## Document
Estimates of this charge propagation velocity seem to vary
between 13800 times the speed of light and 25000 times the
speed of light.
Feynman calculated the speed of charge to be practically
infinite and was quite puzzled by these results.
I have been working to discover a way to calculate and/or
measure this speed.
But it certainly clears up the "pilot wave" question and
helps to resolve how this phenomenon occurs.
Chip
-----Original Message-----
From: General [mailto:general-bounces+chipakins=gmail.com at lists.natureoflightandparticles.org]
On Behalf Of ANDREW WORSLEY
Sent: Friday, February 17, 2017 6:28 AM
To: Nature of Light and Particles - General Discussion
<general at lists.natureoflightandparticles.org>
Subject: Re: [General] On photon momentum
Hi Chip,
I like your approach
Question how much faster than c did the elctron charge
propagate?
Andrew
========================================
Message Received: Feb 14 2017, 06:06 PM
From: "Chip Akins"
To: "'Nature of Light and Particles - General Discussion'"
Cc:
Subject: Re: [General] On photon momentum
Hi John D
Yes. Size is not really the issue. It is the transverse
displacement distance which is of significance. How far does
the transverse wave displace space? That distance (size) is
the “radius” or “sinusoidal displacement extent” of
the transverse wave. A transverse sinusoidal wave has a
specific wavelength, and since it has that specific
wavelength and the function is sinusoidal, there is a
displacement extent which must be the wavelength divided by
2 pi. That is what the sine function is, and that is how
transverse waves work. This holds for transverse waves in
any media.
However the similarities between space and physical media
cease at a point. We know this because no physical media
reacts to transverse waves the same way space does.
Of course there are different types of seismic waves,
longitudinal, and transverse. But we are fairly certain that
matter is made of transverse displacement which
circulates, and light is made of transverse displacements
which propagate linearly.
We know (or strongly suspect) that matter is made of
confined energy. E=mc^2 This energy is apparently confined
in 3D and moving at the speed of light.
Therefore it also seems reasonable to explore the
confinement of energy in 2 dimensions (which would move
forward at c). This seems to be what light is. There is
an implied requirement for this sort of confinement from
Planck’s rule E=hf. While it is possible that light is not
quantized, and it is just the reaction of light with
matter which makes light appear quantized, it is also
entirely possible that light itself is quantized in a manner
which complies with the 2 dimensional confinement of
energy. Then the difference between a spin 1 photon and a
spin ½ electron simply lies in the dimensions of
confinement.

## Material provided
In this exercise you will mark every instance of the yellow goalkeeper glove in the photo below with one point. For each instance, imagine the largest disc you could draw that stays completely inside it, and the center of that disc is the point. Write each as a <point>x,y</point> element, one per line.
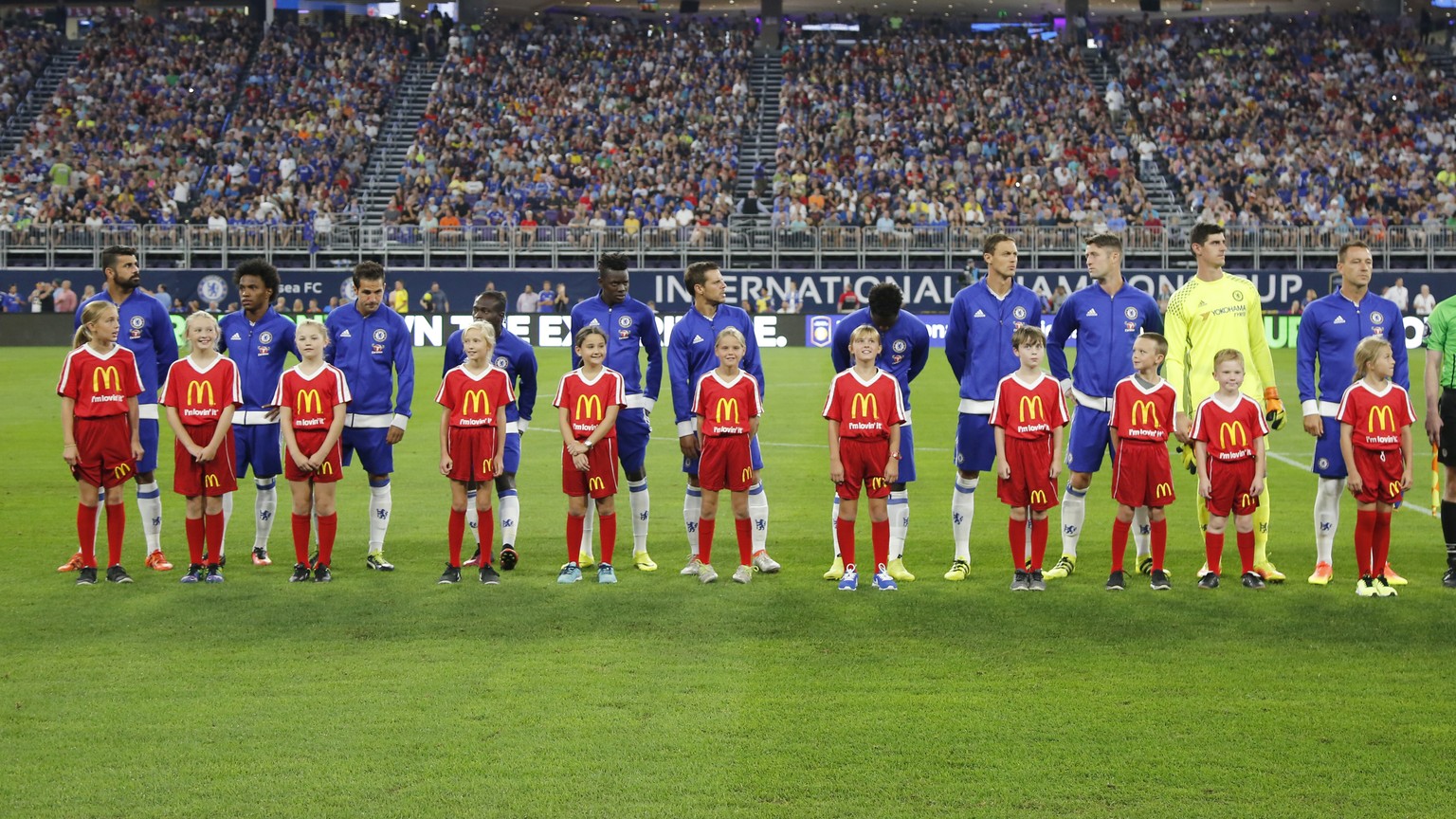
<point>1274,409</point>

...

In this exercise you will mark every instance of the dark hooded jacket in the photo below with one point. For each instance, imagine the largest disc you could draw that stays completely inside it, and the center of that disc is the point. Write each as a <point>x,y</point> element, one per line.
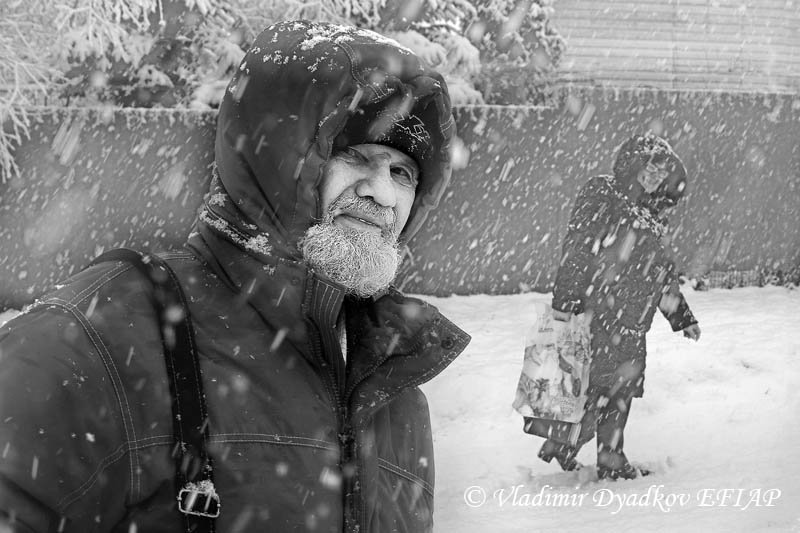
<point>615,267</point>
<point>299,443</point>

==

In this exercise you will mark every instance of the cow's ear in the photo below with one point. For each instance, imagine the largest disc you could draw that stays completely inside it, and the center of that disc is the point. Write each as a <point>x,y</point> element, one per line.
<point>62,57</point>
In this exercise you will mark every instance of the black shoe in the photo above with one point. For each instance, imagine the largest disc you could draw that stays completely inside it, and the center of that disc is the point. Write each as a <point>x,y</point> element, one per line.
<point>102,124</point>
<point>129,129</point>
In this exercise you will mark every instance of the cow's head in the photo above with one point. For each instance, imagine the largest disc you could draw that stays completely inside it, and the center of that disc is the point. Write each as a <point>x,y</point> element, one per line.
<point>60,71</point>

## Problem set
[A] According to the photon momentum thread, between what values do estimates of the charge propagation velocity vary?
[B] Restate the paragraph of the photon momentum thread beginning "Therefore it also seems reasonable" as a short bulleted list that keeps its main points.
[C] Continue the photon momentum thread from its final sentence.

## Answers per task
[A] Between 13,800 and 25,000 times the speed of light.

[B]
- Energy confined in two dimensions, moving forward at c, is worth exploring and appears to be what light is.
- Planck's rule E=hf implies a requirement for this kind of confinement.
- Light might not be quantized at all and only appear so through its reaction with matter, but it may equally be quantized in a way consistent with two-dimensional confinement.
- If so, a spin 1 photon and a spin ½ electron differ only in the dimensions of confinement.

[C]
In order to sort out why the rest mass of the electron is
the specific value it is in nature we will need to explore
all the possibilities and implications, with some
detail.
The fields of a wave extend far beyond the active confined
region. If we use the example of the electron we can
understand that electric charge is the longitudinal
differential displacement of space with an origin at the
center of the electron. Likewise with the “photon”. The
longitudinal displacement of space, surrounding the
photon, and perpendicular to its direction of travel takes
the form of a “charge wave” which travels with the
photon. The “charge” oscillates as the photon waves.
But in the electron this form of external differential
displacement (charge) is localized, permanent, and in only
one direction outward from the center of the electron.
So photons and electrons are non-local by their nature,
simply because the fields they create go off to infinity.
But these fields do not propagate from the particles at c.
The “velocity” of charge (and of gravity) are likely
very much faster than light, and they are likely both caused
by this permanent differential displacement of space,
propagating longitudinally from particles.
When the Italians performed the experiment to measure the
velocity of charge propagation, the results we quite
remarkable, and so much faster than light that the
velocity seemed almost infinite.
While the conventional wisdom has argued that
relativistically moving bodies have a different
(relativistic) shape to their fields, which they claim
explains the
direction of force pointing toward the actual instead of
retarded position of a particle, this argument no longer
holds up when direction is not the metric. When we
measure the velocity of charge it becomes apparent that this
relativistic treatment of fields is simply a work around to
try to keep SR intact. It becomes apparent
that charge actually moves much faster than light, just as
we would expect a longitudinal displacement to propagate
faster than a transverse one.
I have most of the math which illustrates that this is what
charge is, but will have to collect it from spreadsheets and
MATLAB, and compile it into a single
document to share.
Gravity is caused by the same differential displacement of
space which causes charge. Waves diffract when they
encounter this differential displacement for the
same reasons that particles react to this differential
displacement.
I am working on the math to prove this. So far it is quite
compelling.
Chip
From: General [mailto:general-bounces+chipakins=gmail.com at lists.natureoflightandparticles.org]
On Behalf Of John Duffield
Sent: Monday, February 13, 2017 5:28 PM
To: 'Nature of Light and Particles - General Discussion'
Subject: Re: [General] On photon momentum
That sounds pretty good Chip. But I’d say take care with
things like “size” and try to think of the photon as
something like a seismic wave in space.
A seismic wave in the Earth might displace the ground by 1m,
but 10 km away from the epicentre you can still feel the
ground shake. If that seismic wave
propagates for 100 km from point A to B along a flat plain,
it isn’t just the houses sitting on top of the AB line
that shake. In this respect the seismic wave takes
many paths.
I have to go, talk more tomorrow.
Regards
JohnD
From: General [ mailto:general-
bounces+johnduffield=btconnect.com at lists.natureoflightandparticles.org]
On Behalf Of Chip Akins
Sent: 13 February 2017 17:52
To: 'Nature of Light and Particles - General Discussion'
< general at lists.natureoflightandparticles.org>
Subject: Re: [General] On photon momentum
Hi John D
Been thinking about the constant amplitude of photons which
would cause E=hf.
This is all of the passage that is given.